Exercise tasks:
(a) Print the part of the debenture summary below that begins with the words "On June 30, 2008, Telanetix, Inc., a" and ends with "are due and payable on June 30, 2014.", copying it exactly.
(b) In the records below, report every line that contains the word "hair".

Excerpt to read:
#####

On June 30, 2008, Telanetix, Inc., a Delaware corporation ("we," "us," "our" or the "Company"), entered into a securities exchange agreement with the holders (collectively, the "Investors") of all of the currently outstanding debentures and shares of preferred stock of the Company, pursuant to which the Company issued six-year, interest only debentures due June 30, 2014 in exchange for all of the currently outstanding debentures and shares of preferred stock of the Company. The debentures issued amend and restate the terms of the previously outstanding debentures held by the Investors.
The following summarizes the terms of the debentures we issued:
Term. The debentures are due and payable on June 30, 2014.
Interest. Interest accrues at the rate of 12.0% per annum and is payable monthly, commencing on August 1, 2008.
Principal Payment. The principal amount of the debenture, if not paid earlier, is due and payable on June 30, 2014.
Payments of Interest. We have the right to make interest payments in cash, or upon notice to the holders and compliance with certain equity conditions, we can pay all or a portion of any such payment in common stock valued at a price equal to the lesser of the then effective conversion price (initially $1.25) or 85% of the average of the volume weighted average price, or VWAP, per share for our common stock for the 10 consecutive trading days immediately prior to the applicable payment date.
Early Redemption. We have the right to redeem the debentures before their maturity by payment in cash of 120% of the then outstanding principal amount plus (i) accrued but unpaid interest, (ii) an amount equal to all interest that would have accrued if the principal amount subject to such redemption had remained outstanding through the maturity date and (iv) all liquidated damages and other amounts due in respect of the debenture. To redeem the debentures we must meet certain equity conditions. The payment of the debentures would occur on the 10th day following the date we gave the holders notice of our intent to redeem the debentures. We agreed to honor any notices of conversion that we receive from a holder before the date we pay off the debentures.
Voluntary Conversion by Holder. The debentures are convertible at anytime at the discretion of the holder at a conversion price per share of $1.25, subject to adjustment including full-ratchet, anti-dilution protection.
Forced Conversion. Subject to compliance with certain equity conditions, we also have the right to force conversion if the VWAP for our common stock exceeds 200% of the then effective conversion price for 20 trading days out of a consecutive 30 trading day period. Any forced conversion is subject our meeting certain equity conditions and is subject to a 4.99% cap on the beneficial ownership of our shares of common stock by the holder and its affiliates following such conversion.

#####

Data for the task:
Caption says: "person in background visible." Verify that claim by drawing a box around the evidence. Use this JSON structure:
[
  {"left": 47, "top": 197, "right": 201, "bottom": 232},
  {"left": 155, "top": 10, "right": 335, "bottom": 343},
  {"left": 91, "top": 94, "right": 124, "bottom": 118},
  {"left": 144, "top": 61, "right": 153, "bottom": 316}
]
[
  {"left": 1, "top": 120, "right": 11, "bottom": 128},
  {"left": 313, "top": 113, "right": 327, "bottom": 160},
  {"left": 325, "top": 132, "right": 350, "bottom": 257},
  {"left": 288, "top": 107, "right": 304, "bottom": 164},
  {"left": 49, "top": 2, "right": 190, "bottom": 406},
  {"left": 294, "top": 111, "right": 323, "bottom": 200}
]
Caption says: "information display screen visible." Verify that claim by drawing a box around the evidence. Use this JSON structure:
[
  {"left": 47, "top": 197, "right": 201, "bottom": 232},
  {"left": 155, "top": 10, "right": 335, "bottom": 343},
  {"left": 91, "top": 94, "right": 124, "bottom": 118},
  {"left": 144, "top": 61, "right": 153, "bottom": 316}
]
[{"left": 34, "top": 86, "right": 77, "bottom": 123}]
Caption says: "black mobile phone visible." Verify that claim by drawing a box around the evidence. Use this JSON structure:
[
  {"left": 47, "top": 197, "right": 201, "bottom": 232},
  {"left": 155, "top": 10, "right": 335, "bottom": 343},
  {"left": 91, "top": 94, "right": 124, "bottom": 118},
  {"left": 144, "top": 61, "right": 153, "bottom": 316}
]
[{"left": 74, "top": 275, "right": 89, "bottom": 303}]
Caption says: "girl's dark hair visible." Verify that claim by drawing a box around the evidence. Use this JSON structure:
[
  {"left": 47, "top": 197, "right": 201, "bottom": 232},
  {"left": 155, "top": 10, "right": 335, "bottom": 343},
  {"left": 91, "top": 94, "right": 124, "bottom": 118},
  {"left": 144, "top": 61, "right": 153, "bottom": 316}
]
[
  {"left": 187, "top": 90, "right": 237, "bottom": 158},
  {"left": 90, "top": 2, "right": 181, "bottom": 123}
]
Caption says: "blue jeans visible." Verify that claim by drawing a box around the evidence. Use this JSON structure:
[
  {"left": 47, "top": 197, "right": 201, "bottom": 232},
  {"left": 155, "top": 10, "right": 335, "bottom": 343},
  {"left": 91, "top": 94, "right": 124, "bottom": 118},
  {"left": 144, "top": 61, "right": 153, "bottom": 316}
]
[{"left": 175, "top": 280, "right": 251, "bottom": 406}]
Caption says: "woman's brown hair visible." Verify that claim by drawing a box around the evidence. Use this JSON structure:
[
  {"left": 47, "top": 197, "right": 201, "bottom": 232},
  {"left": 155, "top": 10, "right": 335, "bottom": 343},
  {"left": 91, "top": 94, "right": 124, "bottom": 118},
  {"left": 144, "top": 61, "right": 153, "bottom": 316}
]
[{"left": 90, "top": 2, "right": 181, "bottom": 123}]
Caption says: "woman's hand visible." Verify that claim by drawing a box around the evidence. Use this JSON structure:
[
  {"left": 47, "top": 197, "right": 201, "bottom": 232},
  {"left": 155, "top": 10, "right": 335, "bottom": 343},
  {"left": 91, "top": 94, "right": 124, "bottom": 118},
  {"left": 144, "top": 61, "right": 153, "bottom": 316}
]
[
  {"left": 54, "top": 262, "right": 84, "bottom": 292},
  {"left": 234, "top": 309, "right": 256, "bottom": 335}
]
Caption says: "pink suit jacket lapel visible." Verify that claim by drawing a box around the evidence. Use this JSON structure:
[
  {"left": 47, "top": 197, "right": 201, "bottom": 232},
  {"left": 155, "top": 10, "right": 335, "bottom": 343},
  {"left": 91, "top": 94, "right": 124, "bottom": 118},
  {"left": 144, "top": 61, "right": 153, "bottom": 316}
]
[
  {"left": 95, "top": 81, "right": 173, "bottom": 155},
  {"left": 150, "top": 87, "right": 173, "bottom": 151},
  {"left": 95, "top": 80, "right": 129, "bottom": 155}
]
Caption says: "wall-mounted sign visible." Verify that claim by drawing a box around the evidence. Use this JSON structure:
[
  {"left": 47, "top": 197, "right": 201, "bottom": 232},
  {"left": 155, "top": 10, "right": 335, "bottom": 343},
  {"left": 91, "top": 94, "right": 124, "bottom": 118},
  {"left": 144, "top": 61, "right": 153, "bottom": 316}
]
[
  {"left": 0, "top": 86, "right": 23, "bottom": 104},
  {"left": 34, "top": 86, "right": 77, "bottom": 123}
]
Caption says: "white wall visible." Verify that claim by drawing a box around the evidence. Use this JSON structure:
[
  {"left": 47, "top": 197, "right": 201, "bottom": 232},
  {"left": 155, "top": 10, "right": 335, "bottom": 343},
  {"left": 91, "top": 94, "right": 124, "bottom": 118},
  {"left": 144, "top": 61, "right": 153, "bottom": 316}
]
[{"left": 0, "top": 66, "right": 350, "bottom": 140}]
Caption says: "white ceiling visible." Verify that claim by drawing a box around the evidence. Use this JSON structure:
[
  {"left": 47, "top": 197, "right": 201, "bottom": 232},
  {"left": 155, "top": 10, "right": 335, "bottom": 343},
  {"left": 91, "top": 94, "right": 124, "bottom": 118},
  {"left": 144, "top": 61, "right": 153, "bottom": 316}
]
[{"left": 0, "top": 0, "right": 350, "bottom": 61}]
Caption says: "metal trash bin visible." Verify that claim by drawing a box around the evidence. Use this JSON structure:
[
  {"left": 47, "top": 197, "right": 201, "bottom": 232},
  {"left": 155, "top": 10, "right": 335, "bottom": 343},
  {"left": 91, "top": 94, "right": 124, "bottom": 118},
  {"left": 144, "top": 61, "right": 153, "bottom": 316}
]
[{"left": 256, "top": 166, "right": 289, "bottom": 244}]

#####

Answers for the exercise:
(a)
On June 30, 2008, Telanetix, Inc., a Delaware corporation ("we," "us," "our" or the "Company"), entered into a securities exchange agreement with the holders (collectively, the "Investors") of all of the currently outstanding debentures and shares of preferred stock of the Company, pursuant to which the Company issued six-year, interest only debentures due June 30, 2014 in exchange for all of the currently outstanding debentures and shares of preferred stock of the Company. The debentures issued amend and restate the terms of the previously outstanding debentures held by the Investors.
The following summarizes the terms of the debentures we issued:
Term. The debentures are due and payable on June 30, 2014.

(b)
Caption says: "girl's dark hair visible." Verify that claim by drawing a box around the evidence. Use this JSON structure:
Caption says: "woman's brown hair visible." Verify that claim by drawing a box around the evidence. Use this JSON structure:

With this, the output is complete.